PROBLEM REQUIREMENTS => For this exercise, repeat the records below exactly and omit every picture.

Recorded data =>
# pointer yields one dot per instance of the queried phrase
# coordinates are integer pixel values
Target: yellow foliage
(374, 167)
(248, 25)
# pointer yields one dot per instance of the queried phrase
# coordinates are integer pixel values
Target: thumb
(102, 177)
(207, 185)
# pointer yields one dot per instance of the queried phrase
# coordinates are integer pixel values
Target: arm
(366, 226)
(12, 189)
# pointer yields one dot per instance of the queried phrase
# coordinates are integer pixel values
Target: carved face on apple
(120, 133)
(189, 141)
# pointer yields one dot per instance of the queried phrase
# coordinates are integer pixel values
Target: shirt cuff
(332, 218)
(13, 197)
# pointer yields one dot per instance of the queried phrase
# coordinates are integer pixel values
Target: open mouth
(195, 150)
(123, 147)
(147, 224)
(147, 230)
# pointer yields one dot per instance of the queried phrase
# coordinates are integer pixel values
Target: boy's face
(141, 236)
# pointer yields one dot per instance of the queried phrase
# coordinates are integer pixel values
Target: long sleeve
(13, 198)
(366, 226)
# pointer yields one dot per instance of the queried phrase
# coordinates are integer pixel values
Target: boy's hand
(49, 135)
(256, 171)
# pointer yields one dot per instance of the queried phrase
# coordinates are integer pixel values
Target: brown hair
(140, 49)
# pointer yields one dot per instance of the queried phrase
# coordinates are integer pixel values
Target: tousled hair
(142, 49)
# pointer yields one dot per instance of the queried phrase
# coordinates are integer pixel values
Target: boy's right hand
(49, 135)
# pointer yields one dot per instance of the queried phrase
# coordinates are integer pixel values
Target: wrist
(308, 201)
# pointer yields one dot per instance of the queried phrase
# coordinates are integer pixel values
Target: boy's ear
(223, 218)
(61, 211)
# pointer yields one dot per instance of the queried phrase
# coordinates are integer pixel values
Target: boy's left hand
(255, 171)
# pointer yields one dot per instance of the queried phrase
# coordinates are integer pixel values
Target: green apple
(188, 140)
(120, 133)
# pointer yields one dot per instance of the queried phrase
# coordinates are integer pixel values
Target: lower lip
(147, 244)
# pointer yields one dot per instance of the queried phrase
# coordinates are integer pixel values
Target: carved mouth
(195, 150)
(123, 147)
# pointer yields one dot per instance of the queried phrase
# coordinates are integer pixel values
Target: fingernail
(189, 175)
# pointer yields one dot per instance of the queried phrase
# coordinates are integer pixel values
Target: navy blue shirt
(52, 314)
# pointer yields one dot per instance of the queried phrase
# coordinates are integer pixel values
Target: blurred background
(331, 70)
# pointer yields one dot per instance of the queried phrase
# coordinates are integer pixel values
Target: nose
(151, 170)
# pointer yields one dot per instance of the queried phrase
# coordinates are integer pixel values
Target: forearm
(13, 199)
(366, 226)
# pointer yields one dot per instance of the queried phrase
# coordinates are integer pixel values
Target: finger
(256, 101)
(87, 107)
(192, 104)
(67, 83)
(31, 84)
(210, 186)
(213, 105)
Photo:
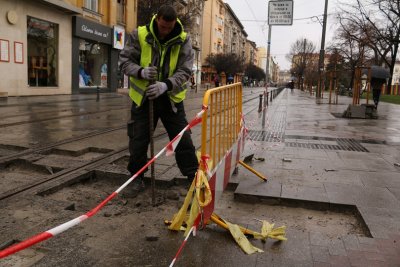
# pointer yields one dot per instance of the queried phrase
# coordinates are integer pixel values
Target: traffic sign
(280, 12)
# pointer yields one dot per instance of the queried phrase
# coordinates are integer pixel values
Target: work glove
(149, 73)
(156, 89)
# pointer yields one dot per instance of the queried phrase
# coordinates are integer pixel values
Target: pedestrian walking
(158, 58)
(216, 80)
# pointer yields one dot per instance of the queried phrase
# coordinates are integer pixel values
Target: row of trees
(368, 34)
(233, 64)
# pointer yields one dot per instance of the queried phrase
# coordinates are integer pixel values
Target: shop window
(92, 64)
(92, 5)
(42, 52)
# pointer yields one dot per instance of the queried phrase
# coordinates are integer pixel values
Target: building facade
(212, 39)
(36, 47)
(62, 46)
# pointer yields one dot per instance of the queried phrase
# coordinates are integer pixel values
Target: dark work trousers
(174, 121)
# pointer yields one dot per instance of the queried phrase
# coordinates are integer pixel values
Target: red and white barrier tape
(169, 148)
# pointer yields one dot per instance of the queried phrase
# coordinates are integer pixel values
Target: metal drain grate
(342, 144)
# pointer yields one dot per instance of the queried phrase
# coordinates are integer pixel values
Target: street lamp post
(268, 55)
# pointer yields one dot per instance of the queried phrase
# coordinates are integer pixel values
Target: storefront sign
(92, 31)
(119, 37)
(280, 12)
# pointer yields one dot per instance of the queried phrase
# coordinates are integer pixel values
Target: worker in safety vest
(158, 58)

TASK ANSWER =>
# pointer yields one dot per instance of the queried phrase
# coordinates are integer pixel values
Target: yellow foliage
(374, 167)
(248, 25)
# pointer yields one dot per instance of the queried phrase
# coordinates are integer pixel values
Target: thumb
(102, 177)
(207, 185)
# pointer yields one dot per instance of the queried phrase
# coordinates are integer pixel values
Target: arm
(366, 226)
(12, 189)
# pointer yields one dot per instance of the queried phrase
# coordinates are integer pixel values
Target: carved face on apple
(120, 133)
(189, 141)
# pointer yields one dot per instance of the queried phrase
# coordinates are integer pixel values
Target: shirt cuff
(332, 218)
(13, 197)
# pointer yields one dot per instance of the queried phrase
# coordinates are integer pixel values
Target: open mouth
(195, 150)
(123, 147)
(147, 224)
(147, 230)
# pointer yields one dot per instance of the queried phrase
# coordinates are integer pixel values
Target: boy's face
(141, 236)
# pointer yields one dot per instance of the queried phrase
# coordinates are integer pixel values
Target: long sleeve
(13, 198)
(366, 226)
# pointer yields one dot per instance of the queried phrase
# coordinates are integer pixel values
Target: boy's hand
(49, 135)
(256, 171)
# pointer yields one dot per instance of the queried phrase
# coordinates are integer pixel values
Target: brown hair
(140, 49)
# pointer yields one dot per instance of the queried phrase
# coordinates are integer pixel values
Target: tousled hair
(142, 49)
# pointer yields one dot per instance of the queried phrase
# coordinates are integer pixel values
Target: boy's right hand
(49, 135)
# pointer yields one dot per instance of the queried phrase
# coordinates are integer pixel values
Target: wrist
(308, 201)
# pointer yields one dot per instance of the queried phrase
# coordinates are integer pixel values
Target: boy's ear
(223, 218)
(61, 211)
# pointer yields one dot per instance of the queried phrase
# coordinates are integer pixel values
Target: boy's left hand
(255, 171)
# pointer yields one dot per instance of the queried phrase
# coordinates are integer pixel values
Target: green apple
(188, 140)
(120, 133)
# pointer yields one dot per instance of the queried phrase
# coordinates are integer pixel values
Target: lower lip
(147, 244)
# pointer yields one dot per instance of the queried phrase
# coordinates are integer pixel values
Target: carved mouth
(195, 150)
(123, 147)
# pointer yields one dot per instance of the queried phrase
# coordinates are integer pixel values
Target: fingernail
(189, 175)
# pointer yields one dot per instance of the queried phrase
# coordinates are integer pixel values
Target: navy blue shirt
(52, 314)
# pointer yields one dot per instance of the queried phrase
# coordinates are integer pixel values
Target: blurred background
(331, 70)
# pointer yields one dot per instance of the queried phrase
# coordinates are integer pixel values
Target: nose
(151, 170)
# pointer yields one dot per instance of the queried phrase
# coordinates are integer pixel values
Target: forearm
(13, 199)
(366, 226)
# pointer yields one dot per instance of the queried phrase
# coordinates are integer pixel values
Target: finger
(256, 101)
(87, 107)
(192, 104)
(67, 83)
(31, 84)
(210, 186)
(213, 105)
Photo:
# pointer yields one dot per instance of the queried phrase
# coordinates are integer pixel values
Target: traffic sign
(280, 12)
# pointer yields one dot per instance of the queried phrase
# coordinates are integer pixel values
Target: work glove
(149, 73)
(156, 89)
# pointer yields one dot per instance of the queried phrase
# coordinates are integer pixel values
Target: pedestrian walking
(158, 58)
(216, 80)
# pointer yields one dot per instance of the queried phrase
# coordinates are integer pixel values
Target: row of trees
(368, 34)
(233, 64)
# pointer yields one dot per instance of the queried phrase
# coordinates are integer pixel values
Target: shop window
(92, 64)
(92, 5)
(42, 52)
# pointer yields one dot per instance of the queried phrase
# coordinates are integer pixel values
Target: building facade
(212, 39)
(36, 47)
(62, 46)
# pointer yields one dot per instance of the queried phrase
# coordinates are integer pixel values
Target: dark work trousers
(174, 121)
# pointer yields one dot per instance of the queried phrase
# coordinates are integer pixel values
Target: red and white barrier tape
(169, 148)
# pointer yields one dot per instance of the queried phrase
# coordinates are integer pixel values
Target: metal drain grate
(342, 144)
# pointer yields one dot per instance of the queried phrase
# coordinates are integer pixel values
Target: street lamp post
(268, 55)
# pointer yields one dot per instance of the queried phrase
# coordinates are integer pixel values
Target: storefront sign
(92, 31)
(119, 37)
(280, 12)
# pointer yields one dot per instance of the queried phrase
# coordinates are integer pixel values
Target: worker in safety vest
(158, 58)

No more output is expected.